● **ЗАДАНИЕ**: Извлеките из записей ниже каждую строку, где есть слово «wetsuit». Регистр букв имеет значение.

(Записи с разметкой координат)

################

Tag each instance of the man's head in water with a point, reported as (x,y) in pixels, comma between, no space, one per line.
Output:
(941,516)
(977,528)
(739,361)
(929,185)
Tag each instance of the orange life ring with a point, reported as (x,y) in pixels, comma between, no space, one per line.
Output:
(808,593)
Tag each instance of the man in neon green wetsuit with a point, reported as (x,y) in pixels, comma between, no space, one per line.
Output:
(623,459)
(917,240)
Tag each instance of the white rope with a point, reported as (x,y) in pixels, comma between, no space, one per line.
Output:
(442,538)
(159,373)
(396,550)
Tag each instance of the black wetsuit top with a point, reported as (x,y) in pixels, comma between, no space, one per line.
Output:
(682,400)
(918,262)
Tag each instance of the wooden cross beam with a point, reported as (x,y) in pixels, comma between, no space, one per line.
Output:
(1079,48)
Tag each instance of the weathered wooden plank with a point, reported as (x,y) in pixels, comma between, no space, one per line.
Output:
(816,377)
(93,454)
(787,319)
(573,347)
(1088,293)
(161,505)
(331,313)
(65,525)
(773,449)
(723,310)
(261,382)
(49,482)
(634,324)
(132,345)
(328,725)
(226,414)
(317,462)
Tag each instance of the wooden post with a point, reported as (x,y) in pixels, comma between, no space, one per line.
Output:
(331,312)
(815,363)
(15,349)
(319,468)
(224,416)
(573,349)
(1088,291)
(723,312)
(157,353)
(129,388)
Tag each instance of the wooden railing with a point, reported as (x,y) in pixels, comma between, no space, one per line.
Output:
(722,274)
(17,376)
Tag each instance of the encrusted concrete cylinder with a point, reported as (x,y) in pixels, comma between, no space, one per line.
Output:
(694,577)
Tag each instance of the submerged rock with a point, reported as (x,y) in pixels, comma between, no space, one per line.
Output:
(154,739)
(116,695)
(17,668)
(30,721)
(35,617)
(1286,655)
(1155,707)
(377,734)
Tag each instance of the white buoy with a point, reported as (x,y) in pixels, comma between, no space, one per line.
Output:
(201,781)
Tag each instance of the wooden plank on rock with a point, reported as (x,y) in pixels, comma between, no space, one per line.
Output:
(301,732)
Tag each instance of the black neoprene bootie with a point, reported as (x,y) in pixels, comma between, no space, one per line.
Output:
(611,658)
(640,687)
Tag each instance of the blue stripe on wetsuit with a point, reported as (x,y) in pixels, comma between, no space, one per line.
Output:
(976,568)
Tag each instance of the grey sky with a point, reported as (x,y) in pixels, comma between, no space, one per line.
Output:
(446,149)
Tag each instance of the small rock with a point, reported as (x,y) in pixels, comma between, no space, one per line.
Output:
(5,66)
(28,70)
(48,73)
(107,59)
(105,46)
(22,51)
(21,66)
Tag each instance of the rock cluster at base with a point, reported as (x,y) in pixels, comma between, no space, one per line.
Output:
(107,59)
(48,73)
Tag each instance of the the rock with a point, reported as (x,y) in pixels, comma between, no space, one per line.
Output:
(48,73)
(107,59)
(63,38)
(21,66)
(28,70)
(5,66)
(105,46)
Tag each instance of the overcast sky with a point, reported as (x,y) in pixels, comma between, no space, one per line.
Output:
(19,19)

################

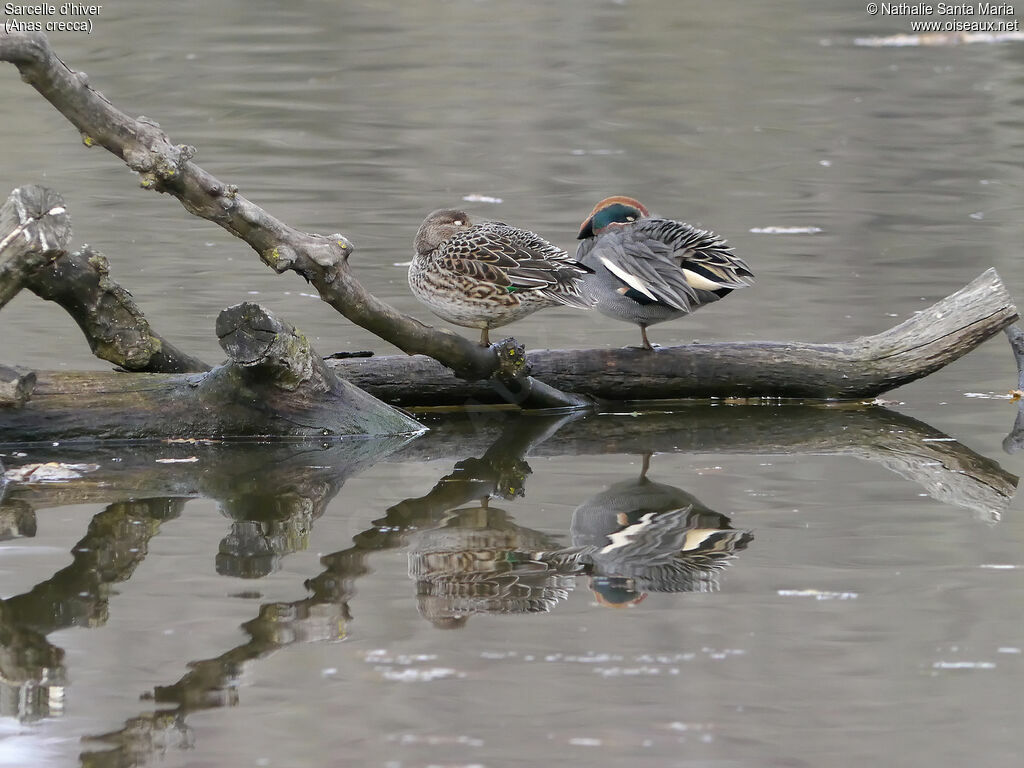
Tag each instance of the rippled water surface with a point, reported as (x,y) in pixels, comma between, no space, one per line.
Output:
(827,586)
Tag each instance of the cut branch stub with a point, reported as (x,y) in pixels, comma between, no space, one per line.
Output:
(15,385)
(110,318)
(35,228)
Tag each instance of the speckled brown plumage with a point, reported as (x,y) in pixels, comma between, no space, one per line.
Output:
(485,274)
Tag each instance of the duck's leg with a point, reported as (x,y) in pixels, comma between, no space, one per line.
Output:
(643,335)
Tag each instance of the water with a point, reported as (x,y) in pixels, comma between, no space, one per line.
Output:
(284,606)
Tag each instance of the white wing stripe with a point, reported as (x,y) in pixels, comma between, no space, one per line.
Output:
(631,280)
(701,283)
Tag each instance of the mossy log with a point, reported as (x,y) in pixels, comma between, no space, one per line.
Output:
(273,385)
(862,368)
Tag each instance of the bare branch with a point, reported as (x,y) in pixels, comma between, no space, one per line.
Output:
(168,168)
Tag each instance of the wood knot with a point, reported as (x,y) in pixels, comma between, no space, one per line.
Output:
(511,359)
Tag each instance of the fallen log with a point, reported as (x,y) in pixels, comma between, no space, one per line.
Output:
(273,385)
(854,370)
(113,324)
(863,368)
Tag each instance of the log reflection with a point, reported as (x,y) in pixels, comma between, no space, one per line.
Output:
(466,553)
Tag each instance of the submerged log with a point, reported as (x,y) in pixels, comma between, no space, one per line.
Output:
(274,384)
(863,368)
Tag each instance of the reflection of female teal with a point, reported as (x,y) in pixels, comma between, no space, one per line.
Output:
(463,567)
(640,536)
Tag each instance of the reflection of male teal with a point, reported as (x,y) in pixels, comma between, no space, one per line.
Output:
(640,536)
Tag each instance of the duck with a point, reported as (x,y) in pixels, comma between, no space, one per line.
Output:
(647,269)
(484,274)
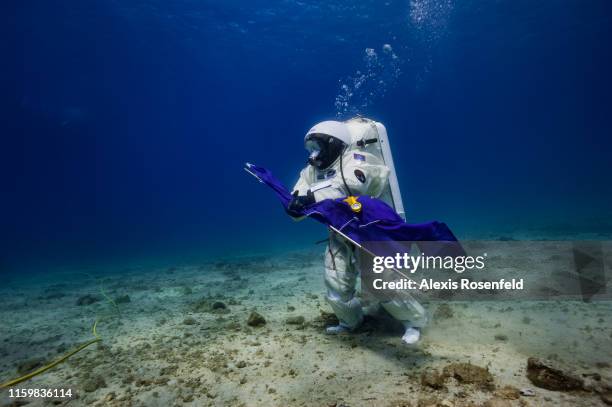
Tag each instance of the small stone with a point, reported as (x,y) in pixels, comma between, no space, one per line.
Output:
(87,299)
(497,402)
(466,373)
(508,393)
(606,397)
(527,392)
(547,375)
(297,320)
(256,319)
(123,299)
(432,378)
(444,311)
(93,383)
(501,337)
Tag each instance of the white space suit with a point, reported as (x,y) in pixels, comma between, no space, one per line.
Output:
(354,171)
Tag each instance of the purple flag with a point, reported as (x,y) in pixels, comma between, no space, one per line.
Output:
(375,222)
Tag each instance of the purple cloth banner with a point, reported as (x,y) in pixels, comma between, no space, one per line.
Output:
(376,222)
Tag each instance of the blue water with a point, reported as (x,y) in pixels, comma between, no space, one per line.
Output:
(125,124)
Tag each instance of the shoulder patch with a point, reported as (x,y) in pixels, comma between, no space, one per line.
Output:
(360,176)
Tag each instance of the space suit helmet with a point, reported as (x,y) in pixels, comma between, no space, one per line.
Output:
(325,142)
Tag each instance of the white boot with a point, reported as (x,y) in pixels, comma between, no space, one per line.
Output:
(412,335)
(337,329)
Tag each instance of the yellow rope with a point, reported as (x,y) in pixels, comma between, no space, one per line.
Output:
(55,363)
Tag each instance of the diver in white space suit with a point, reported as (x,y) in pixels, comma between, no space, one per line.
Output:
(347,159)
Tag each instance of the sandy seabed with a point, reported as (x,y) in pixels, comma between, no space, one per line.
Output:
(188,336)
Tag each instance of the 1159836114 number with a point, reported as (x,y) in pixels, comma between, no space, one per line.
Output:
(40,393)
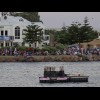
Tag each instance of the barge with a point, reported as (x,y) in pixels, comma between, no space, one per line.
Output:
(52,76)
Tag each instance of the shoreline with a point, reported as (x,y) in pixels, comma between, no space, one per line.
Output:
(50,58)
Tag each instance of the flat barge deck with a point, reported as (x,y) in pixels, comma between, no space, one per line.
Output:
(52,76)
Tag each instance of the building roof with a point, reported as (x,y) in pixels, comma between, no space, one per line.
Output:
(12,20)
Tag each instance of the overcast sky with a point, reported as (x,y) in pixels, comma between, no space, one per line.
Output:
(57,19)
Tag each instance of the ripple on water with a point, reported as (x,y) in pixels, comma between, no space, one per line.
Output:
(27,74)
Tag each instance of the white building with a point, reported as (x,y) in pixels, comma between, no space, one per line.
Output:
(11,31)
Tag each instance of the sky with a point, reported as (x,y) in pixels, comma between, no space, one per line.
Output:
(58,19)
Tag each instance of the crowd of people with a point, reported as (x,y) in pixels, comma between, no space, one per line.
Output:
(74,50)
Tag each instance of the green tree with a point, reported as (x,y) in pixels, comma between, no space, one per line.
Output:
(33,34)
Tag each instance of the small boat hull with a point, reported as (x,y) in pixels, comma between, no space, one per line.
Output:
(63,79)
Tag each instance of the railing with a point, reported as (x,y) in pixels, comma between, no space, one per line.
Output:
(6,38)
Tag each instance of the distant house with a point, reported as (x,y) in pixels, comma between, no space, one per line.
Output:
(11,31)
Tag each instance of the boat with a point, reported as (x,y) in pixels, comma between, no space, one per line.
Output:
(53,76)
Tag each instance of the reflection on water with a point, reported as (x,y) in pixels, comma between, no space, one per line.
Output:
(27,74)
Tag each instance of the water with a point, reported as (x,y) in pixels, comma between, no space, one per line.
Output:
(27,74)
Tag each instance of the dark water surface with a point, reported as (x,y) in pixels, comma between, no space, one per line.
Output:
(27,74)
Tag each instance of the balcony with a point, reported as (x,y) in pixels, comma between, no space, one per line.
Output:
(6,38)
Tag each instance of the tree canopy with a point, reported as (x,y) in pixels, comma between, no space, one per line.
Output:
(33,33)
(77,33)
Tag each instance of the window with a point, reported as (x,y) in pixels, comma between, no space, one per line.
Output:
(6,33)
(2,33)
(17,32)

################

● **ВЫПОЛНЕННОЕ ЗАДАНИЕ**:
Tag each instance of the man in neon green wetsuit with a point, reported as (x,y) in pixels, comma between, no space, one per line.
Tag each instance of the black wetsuit top with a point, reported as (x,y) in pixels, comma between, no space, one per line.
Tag each instance of the blue stripe on wetsuit with a point, reported as (x,y) in pixels, comma between, no space, one per line.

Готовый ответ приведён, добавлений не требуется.